───── RECORDS TO PROCESS ─────
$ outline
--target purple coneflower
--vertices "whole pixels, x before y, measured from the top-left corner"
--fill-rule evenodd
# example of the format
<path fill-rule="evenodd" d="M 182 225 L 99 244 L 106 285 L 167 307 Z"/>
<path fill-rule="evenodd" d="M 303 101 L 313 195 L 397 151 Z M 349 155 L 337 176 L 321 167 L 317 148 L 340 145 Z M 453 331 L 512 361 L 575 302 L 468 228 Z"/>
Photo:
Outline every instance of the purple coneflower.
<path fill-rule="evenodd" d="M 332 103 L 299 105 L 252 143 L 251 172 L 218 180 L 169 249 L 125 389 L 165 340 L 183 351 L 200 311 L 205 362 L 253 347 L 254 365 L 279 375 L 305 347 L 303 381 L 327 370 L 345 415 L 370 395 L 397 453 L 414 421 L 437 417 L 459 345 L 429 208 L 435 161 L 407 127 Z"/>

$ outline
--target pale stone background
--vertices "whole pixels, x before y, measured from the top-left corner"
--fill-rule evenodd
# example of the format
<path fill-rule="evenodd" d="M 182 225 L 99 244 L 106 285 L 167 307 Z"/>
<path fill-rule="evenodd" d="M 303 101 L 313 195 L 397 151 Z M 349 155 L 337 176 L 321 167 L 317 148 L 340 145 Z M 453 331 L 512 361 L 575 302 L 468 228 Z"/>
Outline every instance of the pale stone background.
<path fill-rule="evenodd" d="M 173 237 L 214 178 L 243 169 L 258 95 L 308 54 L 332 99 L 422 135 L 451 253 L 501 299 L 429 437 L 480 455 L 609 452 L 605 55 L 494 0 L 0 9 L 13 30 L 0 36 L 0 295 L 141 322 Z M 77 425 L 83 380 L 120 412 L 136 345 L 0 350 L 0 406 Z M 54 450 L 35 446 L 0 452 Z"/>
─────
--- GIVEN REQUEST ---
Turn every line of the records above into a numbered list, one list item per line, and leave out the blank lines.

--- CORRECT RESULT ---
1. $ outline
2. --target purple coneflower
3. --vertices "whole pixels, x before y, measured from the top-left corner"
4. --fill-rule evenodd
5. # example of the format
6. <path fill-rule="evenodd" d="M 182 225 L 99 244 L 106 285 L 167 307 Z"/>
7. <path fill-rule="evenodd" d="M 303 101 L 313 195 L 397 151 Z M 349 155 L 337 176 L 321 167 L 317 148 L 340 145 Z M 453 331 L 512 361 L 575 302 L 468 228 Z"/>
8. Photo:
9. Outline every instance of the purple coneflower.
10. <path fill-rule="evenodd" d="M 332 103 L 299 105 L 252 143 L 251 172 L 218 180 L 169 249 L 125 389 L 165 340 L 183 351 L 200 311 L 205 362 L 253 347 L 254 365 L 279 375 L 305 347 L 303 381 L 327 370 L 345 415 L 370 395 L 397 453 L 414 421 L 437 417 L 459 345 L 429 208 L 435 161 L 407 127 Z"/>
11. $ outline
12. --target pale stone background
13. --vertices "whole pixels, x before y, measured from the top-left corner"
14. --fill-rule evenodd
15. # example of the format
16. <path fill-rule="evenodd" d="M 182 225 L 99 244 L 106 285 L 167 307 Z"/>
17. <path fill-rule="evenodd" d="M 303 101 L 313 195 L 397 151 Z M 349 155 L 337 176 L 321 167 L 317 148 L 340 145 Z M 453 331 L 512 361 L 575 302 L 468 228 Z"/>
18. Outline every instance of the pale stone background.
19. <path fill-rule="evenodd" d="M 173 237 L 214 178 L 243 169 L 258 95 L 308 54 L 332 99 L 422 135 L 451 253 L 501 299 L 429 437 L 480 455 L 609 452 L 605 55 L 494 0 L 0 9 L 13 30 L 0 36 L 0 295 L 141 322 Z M 77 425 L 83 380 L 120 412 L 136 345 L 0 350 L 0 406 Z M 54 450 L 35 446 L 0 452 Z"/>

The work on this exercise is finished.